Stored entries
----------------

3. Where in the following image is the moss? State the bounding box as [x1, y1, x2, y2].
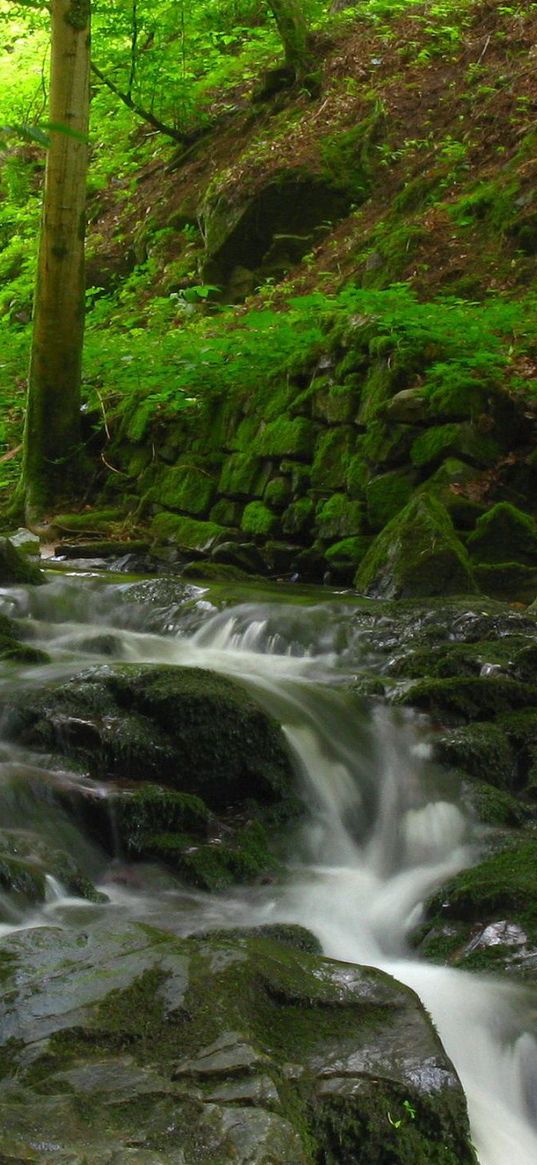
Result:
[157, 465, 216, 516]
[151, 513, 226, 549]
[315, 494, 363, 541]
[241, 501, 279, 537]
[366, 469, 416, 531]
[255, 417, 317, 459]
[475, 562, 537, 604]
[465, 782, 530, 828]
[218, 452, 272, 499]
[280, 461, 311, 497]
[433, 722, 514, 787]
[355, 494, 477, 599]
[147, 820, 278, 891]
[394, 675, 537, 723]
[53, 509, 123, 533]
[0, 636, 49, 664]
[428, 839, 537, 926]
[357, 359, 399, 425]
[311, 427, 355, 489]
[209, 498, 242, 527]
[320, 114, 382, 199]
[0, 855, 46, 904]
[467, 502, 537, 565]
[345, 453, 368, 499]
[264, 476, 292, 511]
[417, 459, 486, 529]
[312, 383, 359, 424]
[115, 785, 209, 855]
[282, 496, 315, 537]
[181, 560, 255, 582]
[359, 420, 416, 471]
[313, 1087, 475, 1165]
[410, 423, 500, 471]
[0, 538, 44, 586]
[324, 536, 372, 571]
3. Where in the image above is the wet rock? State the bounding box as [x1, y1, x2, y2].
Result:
[0, 537, 45, 586]
[0, 664, 297, 814]
[0, 922, 476, 1164]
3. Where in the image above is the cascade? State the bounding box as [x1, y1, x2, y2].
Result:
[0, 572, 536, 1163]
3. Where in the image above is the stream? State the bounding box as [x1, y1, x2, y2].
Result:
[1, 570, 537, 1164]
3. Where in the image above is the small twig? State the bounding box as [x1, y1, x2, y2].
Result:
[477, 33, 491, 64]
[101, 452, 126, 475]
[0, 443, 22, 463]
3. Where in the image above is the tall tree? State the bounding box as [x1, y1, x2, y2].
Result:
[22, 0, 91, 522]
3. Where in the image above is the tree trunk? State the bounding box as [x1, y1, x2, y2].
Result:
[266, 0, 311, 74]
[22, 0, 91, 521]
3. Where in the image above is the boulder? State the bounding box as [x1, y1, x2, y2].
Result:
[0, 922, 476, 1164]
[0, 536, 45, 585]
[355, 495, 477, 599]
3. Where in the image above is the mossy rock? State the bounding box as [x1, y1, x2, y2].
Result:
[410, 423, 500, 471]
[157, 465, 216, 516]
[255, 417, 317, 460]
[279, 460, 311, 497]
[241, 501, 279, 538]
[263, 476, 292, 511]
[357, 358, 400, 425]
[417, 459, 486, 529]
[312, 382, 359, 424]
[311, 427, 355, 489]
[315, 493, 363, 541]
[394, 675, 537, 724]
[209, 498, 243, 527]
[1, 664, 297, 816]
[355, 495, 477, 599]
[427, 838, 537, 928]
[324, 535, 373, 571]
[282, 497, 315, 538]
[433, 722, 515, 788]
[365, 469, 416, 531]
[0, 921, 476, 1164]
[359, 419, 417, 471]
[0, 538, 45, 586]
[475, 562, 537, 604]
[52, 509, 124, 534]
[467, 502, 537, 566]
[218, 452, 272, 499]
[151, 513, 226, 551]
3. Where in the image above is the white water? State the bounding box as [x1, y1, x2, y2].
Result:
[1, 575, 537, 1163]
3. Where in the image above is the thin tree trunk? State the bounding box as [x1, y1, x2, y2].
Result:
[22, 0, 91, 521]
[267, 0, 311, 74]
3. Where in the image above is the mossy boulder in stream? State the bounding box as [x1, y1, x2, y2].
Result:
[1, 664, 296, 812]
[355, 495, 477, 598]
[0, 920, 477, 1164]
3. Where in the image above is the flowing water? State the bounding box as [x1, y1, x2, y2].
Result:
[1, 571, 537, 1164]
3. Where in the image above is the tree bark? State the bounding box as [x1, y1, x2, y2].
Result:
[22, 0, 91, 521]
[266, 0, 311, 74]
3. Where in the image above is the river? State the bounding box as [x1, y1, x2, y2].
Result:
[1, 570, 537, 1164]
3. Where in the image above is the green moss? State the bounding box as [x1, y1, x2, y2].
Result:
[282, 497, 315, 537]
[115, 785, 209, 855]
[410, 423, 500, 471]
[53, 510, 123, 532]
[345, 453, 368, 499]
[218, 453, 272, 499]
[209, 498, 242, 527]
[311, 427, 355, 489]
[0, 538, 44, 586]
[357, 359, 399, 425]
[312, 383, 359, 424]
[355, 494, 477, 599]
[434, 722, 514, 787]
[157, 465, 216, 516]
[395, 675, 537, 723]
[147, 820, 278, 891]
[417, 459, 485, 529]
[151, 513, 225, 549]
[0, 855, 46, 903]
[315, 494, 363, 540]
[465, 782, 530, 828]
[320, 113, 382, 199]
[241, 501, 279, 537]
[264, 476, 292, 511]
[366, 469, 415, 531]
[428, 839, 537, 926]
[324, 536, 372, 570]
[0, 636, 49, 664]
[448, 178, 518, 233]
[475, 562, 537, 603]
[359, 420, 416, 470]
[467, 502, 537, 565]
[255, 417, 317, 459]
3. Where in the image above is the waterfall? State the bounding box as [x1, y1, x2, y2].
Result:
[0, 574, 536, 1163]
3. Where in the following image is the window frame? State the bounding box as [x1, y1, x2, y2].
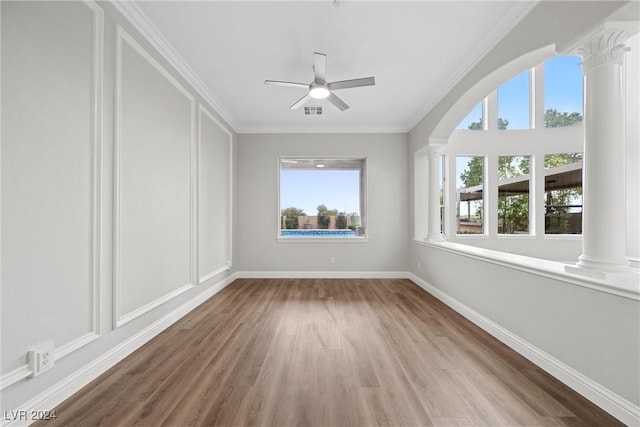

----------------

- [Exercise details]: Each entry above should be written out again exactly, without its pictures.

- [Problem solution]:
3. Where in the following image is the moss? State the bounding box as [x1, y1, x2, y2].
Result:
[157, 465, 216, 516]
[151, 513, 226, 549]
[315, 494, 363, 541]
[241, 501, 279, 537]
[366, 469, 416, 531]
[255, 417, 317, 459]
[475, 562, 537, 604]
[465, 782, 530, 828]
[218, 452, 272, 499]
[280, 461, 311, 497]
[433, 722, 514, 787]
[355, 494, 477, 599]
[147, 820, 278, 891]
[394, 675, 537, 723]
[53, 509, 123, 533]
[0, 636, 49, 664]
[428, 839, 537, 926]
[357, 359, 399, 425]
[311, 427, 355, 489]
[209, 498, 242, 527]
[320, 114, 382, 199]
[0, 855, 46, 904]
[467, 502, 537, 565]
[345, 453, 368, 499]
[264, 476, 292, 511]
[417, 459, 486, 529]
[312, 383, 359, 424]
[115, 785, 209, 855]
[282, 496, 315, 537]
[181, 560, 255, 582]
[359, 420, 416, 471]
[313, 1087, 475, 1165]
[410, 423, 500, 471]
[0, 538, 44, 586]
[324, 536, 372, 571]
3. Where in the image above is the wet rock? State the bounding box as [x1, y1, x2, y2].
Result:
[0, 537, 45, 586]
[0, 664, 297, 814]
[0, 922, 476, 1164]
3. Where in the image above is the cascade? State the bounding box as [x1, y1, x2, y2].
Result:
[0, 572, 536, 1163]
3. Where in the image above is the stream? State the bounding box as [x1, y1, x2, y2].
Result:
[1, 570, 537, 1164]
3. Where in the image above is the small twig? State the bounding box as [x1, y1, x2, y2].
Result:
[477, 33, 491, 64]
[101, 452, 126, 475]
[0, 443, 22, 463]
3. Where in the image above is the tall tree? State the bounding box as [x1, y1, x2, y2].
Result:
[22, 0, 91, 522]
3. Where in the image above is the tree trunk? State the bounding box as [x1, y1, x2, y2].
Result:
[266, 0, 311, 74]
[22, 0, 91, 521]
3. Where in the image above is the boulder? State the bounding box as [x1, y1, x2, y2].
Result:
[0, 922, 476, 1164]
[0, 536, 45, 585]
[355, 495, 477, 599]
3. Where in the image above is the mossy rock? State the bounding box as [x1, y1, x2, y2].
Result:
[410, 423, 500, 471]
[157, 465, 216, 516]
[255, 417, 317, 460]
[279, 460, 311, 497]
[241, 501, 279, 538]
[263, 476, 292, 511]
[357, 358, 400, 425]
[417, 459, 486, 529]
[312, 382, 359, 424]
[311, 427, 355, 489]
[315, 493, 363, 541]
[394, 675, 537, 724]
[209, 498, 243, 527]
[1, 664, 297, 816]
[355, 495, 477, 599]
[427, 838, 537, 928]
[324, 535, 373, 571]
[282, 497, 315, 538]
[433, 722, 515, 788]
[365, 469, 416, 531]
[0, 921, 476, 1164]
[359, 419, 417, 471]
[0, 538, 45, 586]
[475, 562, 537, 604]
[52, 509, 124, 534]
[467, 502, 537, 566]
[218, 452, 272, 499]
[151, 513, 226, 551]
3. Where in the image above is the white water? State the bounding box as [x1, y1, x2, y2].
Result:
[1, 575, 537, 1163]
3. Where in the image above is the thin tree trunk? State the bounding box as [x1, y1, x2, y2].
Result:
[22, 0, 91, 521]
[267, 0, 311, 74]
3. Where in the image above is the mossy boulder in stream? State the bounding box as [x1, y1, x2, y2].
Result:
[1, 664, 296, 812]
[355, 495, 477, 598]
[0, 920, 477, 1164]
3. Where in the image above is the flowing water? State the bounding box as [x1, y1, x2, y2].
Result:
[1, 571, 537, 1164]
3. Where in the image above is the tree bark? State the bounding box as [x1, y1, x2, y2].
Result:
[22, 0, 91, 521]
[266, 0, 311, 74]
3. Where in the image above is the river? State the bounding box as [x1, y1, x2, y2].
Result:
[1, 570, 537, 1164]
3. Where in the image above is the green moss? State the bounding box as [x1, y1, x2, y2].
Result:
[282, 497, 315, 537]
[115, 785, 209, 855]
[410, 423, 500, 471]
[53, 510, 123, 532]
[345, 453, 368, 499]
[218, 453, 272, 499]
[209, 498, 242, 527]
[311, 427, 355, 489]
[0, 538, 44, 586]
[357, 359, 399, 425]
[312, 383, 359, 424]
[355, 494, 477, 599]
[434, 722, 514, 787]
[157, 465, 216, 516]
[395, 675, 537, 723]
[147, 820, 278, 891]
[417, 459, 485, 529]
[151, 513, 225, 549]
[0, 855, 46, 903]
[315, 494, 363, 540]
[465, 782, 530, 828]
[320, 113, 382, 199]
[241, 501, 279, 537]
[264, 476, 292, 511]
[366, 469, 415, 531]
[428, 839, 537, 926]
[324, 536, 372, 570]
[0, 636, 49, 664]
[448, 178, 518, 233]
[475, 562, 537, 603]
[359, 420, 416, 470]
[467, 502, 537, 565]
[255, 417, 317, 459]
3. Where in the image above is the waterfall? State the bounding box as [x1, y1, x2, y2].
Result:
[0, 574, 536, 1163]
3. Where in the following image is the window frame? State the bounding box as [x1, y1, x2, y2].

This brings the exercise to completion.